• [Your task] In the text on delusions and prediction error below, begin at the words "When surprising things" and stop after "that we experience.". Return that passage verbatim.

• [Document extract]

··········

Delusions are odd beliefs about the world. They accompany a number of psychiatric illnesses, in particular schizophrenia. A major challenge is to understand delusions in terms of changes in brain function. A team of scientists from the University of Cambridge Behavioural and Clinical Neurosciences Institute, supported by a joint award from the Medical Research Council and the Wellcome Trust, have published new evidence linking delusions to the psychological processes and brain functions that underpin how we normally develop ‘beliefs’. The scientists believe that malfunction in a normal process called ‘prediction error’, which is crucial for establishing a rational view of events in the world, may be at least partly responsible for delusions.

When surprising things happen in the world, human beings try and work out their cause. This means that when the same events occur again, we are more capable of predicting what will happen and respond appropriately. This process involves updating our beliefs about the world, which is driven by the amount of surprise or ‘prediction error’ that we experience.

Dr. Philip Corlett and Dr. Paul Fletcher, working with colleagues in Addenbrooke’s Hospital in Cambridge as well as collaborators from University College London attempted to link prediction error to delusion formation.  They measured the brain responses of healthy individuals to prediction errors and then transiently induced delusions in those same subjects with the anaesthetic drug ketamine, which at low doses can temporarily cause delusions. Dr Corlett’s study, published in the journal Archives of General Psychiatry (link to paper), showed that across subjects in the study, responses to prediction errors in the prefrontal cortex of the brain predicted the severity of delusions suffered by those same subjects when they were administered ketamine.

This study suggests that people with delusions might form their odd beliefs because they experience prediction errors when they shouldn’t, meaning that their world feels unexpected and surprising. Delusions are formed as a way of explaining away these inappropriate feelings of surprise.

Dr Corlett said, “We think that this is an important result because it provides us with a working model of delusion formation, which means that we might be able predict vulnerability to delusions in those at high risk of psychosis and improve their prognosis.”

··········

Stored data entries
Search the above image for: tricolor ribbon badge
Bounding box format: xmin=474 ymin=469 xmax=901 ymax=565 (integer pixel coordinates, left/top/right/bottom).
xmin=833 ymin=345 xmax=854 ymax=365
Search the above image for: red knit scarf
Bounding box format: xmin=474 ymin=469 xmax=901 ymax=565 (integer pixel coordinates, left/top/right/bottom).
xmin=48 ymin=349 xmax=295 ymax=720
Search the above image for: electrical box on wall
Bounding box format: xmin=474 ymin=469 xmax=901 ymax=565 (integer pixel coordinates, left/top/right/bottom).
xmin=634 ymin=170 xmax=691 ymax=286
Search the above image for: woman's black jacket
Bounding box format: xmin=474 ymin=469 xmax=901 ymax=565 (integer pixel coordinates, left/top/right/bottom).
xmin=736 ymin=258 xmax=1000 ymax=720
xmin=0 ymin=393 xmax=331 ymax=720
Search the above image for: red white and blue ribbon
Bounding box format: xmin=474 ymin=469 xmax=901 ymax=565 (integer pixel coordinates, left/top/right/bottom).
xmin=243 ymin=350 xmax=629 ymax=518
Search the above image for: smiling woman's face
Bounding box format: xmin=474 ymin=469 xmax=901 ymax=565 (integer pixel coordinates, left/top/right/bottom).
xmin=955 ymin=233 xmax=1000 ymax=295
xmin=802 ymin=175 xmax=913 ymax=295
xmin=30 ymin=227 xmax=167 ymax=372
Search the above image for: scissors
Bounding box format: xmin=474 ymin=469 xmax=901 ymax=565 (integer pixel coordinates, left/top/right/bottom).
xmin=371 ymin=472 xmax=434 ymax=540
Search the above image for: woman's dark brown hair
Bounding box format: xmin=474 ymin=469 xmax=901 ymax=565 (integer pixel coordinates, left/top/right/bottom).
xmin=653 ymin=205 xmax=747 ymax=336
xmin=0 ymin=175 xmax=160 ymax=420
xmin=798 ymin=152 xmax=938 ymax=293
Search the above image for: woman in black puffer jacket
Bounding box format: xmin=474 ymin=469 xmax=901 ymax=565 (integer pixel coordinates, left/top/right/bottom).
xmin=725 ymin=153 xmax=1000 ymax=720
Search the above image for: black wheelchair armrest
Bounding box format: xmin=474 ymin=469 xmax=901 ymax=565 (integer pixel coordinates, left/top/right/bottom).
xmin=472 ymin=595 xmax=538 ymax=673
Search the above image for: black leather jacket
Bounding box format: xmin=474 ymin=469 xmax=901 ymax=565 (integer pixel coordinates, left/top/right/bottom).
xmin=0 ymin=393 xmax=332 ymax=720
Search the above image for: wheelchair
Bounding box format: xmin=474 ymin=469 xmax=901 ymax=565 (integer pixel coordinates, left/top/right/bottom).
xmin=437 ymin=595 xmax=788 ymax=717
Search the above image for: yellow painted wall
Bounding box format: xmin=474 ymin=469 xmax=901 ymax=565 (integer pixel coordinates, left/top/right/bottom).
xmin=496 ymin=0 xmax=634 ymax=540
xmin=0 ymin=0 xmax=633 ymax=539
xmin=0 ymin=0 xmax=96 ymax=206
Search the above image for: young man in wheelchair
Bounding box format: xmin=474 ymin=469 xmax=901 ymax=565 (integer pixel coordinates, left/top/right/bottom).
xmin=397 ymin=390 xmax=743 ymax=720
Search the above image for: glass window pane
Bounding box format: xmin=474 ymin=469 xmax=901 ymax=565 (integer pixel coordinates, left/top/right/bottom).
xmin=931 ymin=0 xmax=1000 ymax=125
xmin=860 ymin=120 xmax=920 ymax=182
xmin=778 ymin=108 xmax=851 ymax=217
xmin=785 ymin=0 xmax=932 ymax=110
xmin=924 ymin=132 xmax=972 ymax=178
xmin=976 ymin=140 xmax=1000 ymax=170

··········

• [Finished task]
When surprising things happen in the world, human beings try and work out their cause. This means that when the same events occur again, we are more capable of predicting what will happen and respond appropriately. This process involves updating our beliefs about the world, which is driven by the amount of surprise or ‘prediction error’ that we experience.